What you need to do:
1. Rewrite the paragraph of the voting-competence text that begins "Suppose bystander Bob" as a short bulleted list, keeping its main facts.
2. In the voting-competence text, what fistfight record does the writer claim to have?

Text segment:
=-=-=-=-=
Now perhaps an army vet coming back from Afghanistan is a hero. Let’s suppose he is. His experiences in Afghanistan no doubt taught him many things, but it’s not like they magically imbue him with an understanding of comparative advantage or allow him to estimate the deadweight loss of immigration restrictions. I’ve been in a lot of fistfights (I think I have a 21-1 record, thank you), if not gunfights, and done a lot of camping. I don’t recall learning a single thing from those activities that would help me vote better. Some soldiers serve our country–and, I’d add, so do nurses, motorcycle mechanics, teachers, coffee makers, daycare workers, and hot wings restauranteurs--but we should honor them for the service they did, not pretend they do us a service by voting out of ignorance or misinformation.

Lehmann spends a lot of time complaining about crackpot academic work. So do I! But that’s irrelevant to my thesis, since it’s not like I argued that only and all academics should be allowed to vote. Here’s a tip for Lehmann: When you argue against a person, argue against what they think. But, again, she probably knows better, but knows her readers won’t know better.

On Lehmann’s behalf, I admit there is something indeed mean about saying low-information voters are low-information. As Ruth Sample says, there’s no polite way to say that. But sometimes you have to say impolite things. Here’s a relevant passage from a draft of chapter 5:

To illustrate: my surgeon brother-in-law David correctly believes that he has superior medical judgment to most people. It is not morally wrong for him to have this belief. But that does not mean he should walk around Target, telling everyone meets that he has better medical judgment than they do. This would express arrogance or contempt.

However, there are times when something important is at stake. In such cases, it can become permissible or even mandatory that one publicly judge and express who is superior to others along some dimension. Indeed, democrats seem to agree—most seem to think that when we’re voting for elected officials, we’re supposed to look for the better candidates, those better fit to lead.

For instance, if someone starts choking in front of David during his Target shopping trip, he should not be modest. Someone’s life is at stake. He should declare that he is a doctor—thus expressing that he has superior medical judgment to others and should be charged with helping the choking customer.

Suppose bystander Bob, who has no medical training, says, “Hey, Doctor David, I want to help the choking person too! It’s disrespectful of you to insist you help him. You and I are equals. We should flip a coin to determine who will help. Otherwise you’re hurting my feelings.” In this scenario, Bob acts badly. David should take charge, and Bob should get over himself. Even if Bob sincerely believed he and David are equals, Bob is negligent in holding this belief, and shouldn’t act upon it.

It can be immoral or disrespectful under some conditions to express the view that some have better judgment than others, but in other conditions, it can be permissible or even mandatory. Let us apply this to a political example. Suppose an evil demon said, “I will cast a spell condemning all of you to lower quality government—and thus more unjust wars, bad economic policies that harm the poor, more bigotry, and more poverty and suffering—unless you do a moderately decent job identifying which citizens tend to have better political judgment from others.” In this case, under the demon’s threat, we would have good reason to try to distinguish the more from the less competent. If people feel insulted, it is just too bad, and they need to grow up. The point of distinguishing the more from the less competent is not to insult the incompetent, but to save us from the bad government the evil demon will inflict upon us.

Yet this is more or less the situation epistocrats claim we are in, except that in the real world, the evil demon is democracy.
=-=-=-=-=
Stored data
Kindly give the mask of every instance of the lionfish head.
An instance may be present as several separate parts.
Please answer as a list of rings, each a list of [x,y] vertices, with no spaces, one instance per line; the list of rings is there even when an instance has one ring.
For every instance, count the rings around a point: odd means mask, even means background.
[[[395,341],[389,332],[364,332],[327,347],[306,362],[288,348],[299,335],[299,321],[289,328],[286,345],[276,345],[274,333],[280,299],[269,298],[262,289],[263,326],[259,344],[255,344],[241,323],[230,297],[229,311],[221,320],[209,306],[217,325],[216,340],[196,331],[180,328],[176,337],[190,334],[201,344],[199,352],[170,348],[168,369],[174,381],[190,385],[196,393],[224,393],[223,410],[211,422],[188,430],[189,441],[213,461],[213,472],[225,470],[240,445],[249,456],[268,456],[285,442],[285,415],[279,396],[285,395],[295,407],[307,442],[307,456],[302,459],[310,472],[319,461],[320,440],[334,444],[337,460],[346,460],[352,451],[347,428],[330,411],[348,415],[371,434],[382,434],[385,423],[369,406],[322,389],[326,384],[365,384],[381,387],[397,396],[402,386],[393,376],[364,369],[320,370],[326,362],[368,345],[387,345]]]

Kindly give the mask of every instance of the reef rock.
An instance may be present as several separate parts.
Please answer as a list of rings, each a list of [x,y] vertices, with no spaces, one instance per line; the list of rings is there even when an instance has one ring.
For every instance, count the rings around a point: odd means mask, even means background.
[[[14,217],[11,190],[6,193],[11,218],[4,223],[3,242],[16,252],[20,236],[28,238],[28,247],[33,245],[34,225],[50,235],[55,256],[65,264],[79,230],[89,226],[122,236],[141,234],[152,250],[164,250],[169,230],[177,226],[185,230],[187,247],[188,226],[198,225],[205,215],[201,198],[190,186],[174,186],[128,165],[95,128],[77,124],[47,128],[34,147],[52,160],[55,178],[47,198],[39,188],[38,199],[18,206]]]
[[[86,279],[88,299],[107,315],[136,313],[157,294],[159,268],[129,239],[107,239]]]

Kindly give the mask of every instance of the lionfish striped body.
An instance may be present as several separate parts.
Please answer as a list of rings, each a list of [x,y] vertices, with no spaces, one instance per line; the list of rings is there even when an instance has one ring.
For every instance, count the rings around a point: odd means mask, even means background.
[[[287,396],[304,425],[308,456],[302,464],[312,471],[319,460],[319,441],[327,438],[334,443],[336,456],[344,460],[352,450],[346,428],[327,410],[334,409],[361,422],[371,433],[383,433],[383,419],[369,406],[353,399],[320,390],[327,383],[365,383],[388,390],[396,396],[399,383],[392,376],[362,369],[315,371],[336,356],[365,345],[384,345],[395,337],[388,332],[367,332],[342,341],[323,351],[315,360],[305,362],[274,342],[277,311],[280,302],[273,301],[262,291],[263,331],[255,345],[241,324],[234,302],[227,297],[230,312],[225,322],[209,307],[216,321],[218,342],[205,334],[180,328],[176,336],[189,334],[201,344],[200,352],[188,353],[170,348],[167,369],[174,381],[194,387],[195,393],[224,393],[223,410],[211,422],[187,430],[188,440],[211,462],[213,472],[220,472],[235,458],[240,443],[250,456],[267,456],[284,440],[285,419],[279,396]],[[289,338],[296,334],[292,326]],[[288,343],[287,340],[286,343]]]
=-=-=-=-=
Exercise solutions:
1.
- Bob, a bystander with no medical training, also wants to help the choking person.
- He tells David that insisting on helping is disrespectful, that the two of them are equals, and that they should flip a coin to decide who helps, or else his feelings are hurt.
- Bob acts badly here: David should take charge, and Bob should get over himself.
- Even if Bob sincerely believes they are equals, he is negligent in holding that belief and shouldn't act on it.

2. A 21-1 record.